(TASK INPUTS begins)

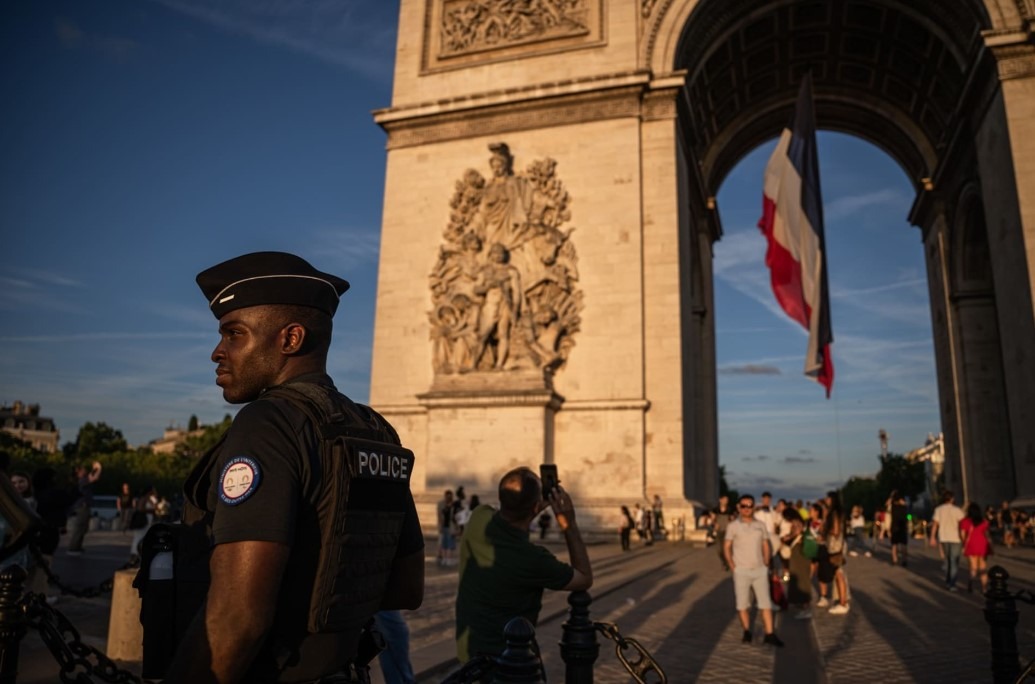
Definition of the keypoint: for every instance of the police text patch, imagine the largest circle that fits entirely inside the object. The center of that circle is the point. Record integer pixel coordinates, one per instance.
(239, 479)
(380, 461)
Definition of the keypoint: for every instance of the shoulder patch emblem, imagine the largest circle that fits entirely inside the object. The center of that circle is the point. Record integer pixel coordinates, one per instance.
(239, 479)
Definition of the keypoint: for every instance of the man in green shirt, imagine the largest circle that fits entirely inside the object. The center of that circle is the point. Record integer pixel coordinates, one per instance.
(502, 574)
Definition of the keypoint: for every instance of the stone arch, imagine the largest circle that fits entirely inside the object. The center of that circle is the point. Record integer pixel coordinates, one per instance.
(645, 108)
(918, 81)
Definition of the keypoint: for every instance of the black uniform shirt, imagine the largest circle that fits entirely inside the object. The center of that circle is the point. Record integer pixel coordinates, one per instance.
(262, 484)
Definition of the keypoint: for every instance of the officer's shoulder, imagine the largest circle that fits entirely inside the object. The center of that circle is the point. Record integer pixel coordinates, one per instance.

(TASK INPUTS ends)

- [TASK INSTRUCTIONS]: A verbatim copy of the entries, stripped of pictures, should be produced.

- [SOLUTION TO THE PROBLEM]:
Definition of the keypoint: for every instance of the police text patch, imagine the largest circle that fits entirely inside the object. The center of that circle is the point. Record integer pixel coordinates, one per instance.
(239, 479)
(380, 461)
Definition of the keypoint: for every instance of the shoulder patch emblem, imagine the largest circle that fits entirely inside the object. The center of that circle is the point. Record integer pixel coordinates, one per instance.
(239, 479)
Definition of the keypoint: for every instance of the man in green shirt, imagine the largest circle that fits entirely inside the object. The center of that circle is the point. Record integer pixel coordinates, one per instance.
(502, 574)
Definition of the keypoint: for every instance of the stone arch, imagine the largest circle that fits entirely inside the object. The center of that circle is the point. Record integer pixel coordinates, one per instance.
(645, 108)
(918, 81)
Definition of the keypoint: for every instance of the black uniform shirt, imagine the largest circle that fits entirely inside the object. The center of that circle is the point. Record integer pixel coordinates, one per instance.
(262, 484)
Definition of the keypoint: for every instance of the officer's shoulder, imagine the largest circle that fits entirely inside the object. The center of that circle is the point. Record integer pixel coordinates, one per instance.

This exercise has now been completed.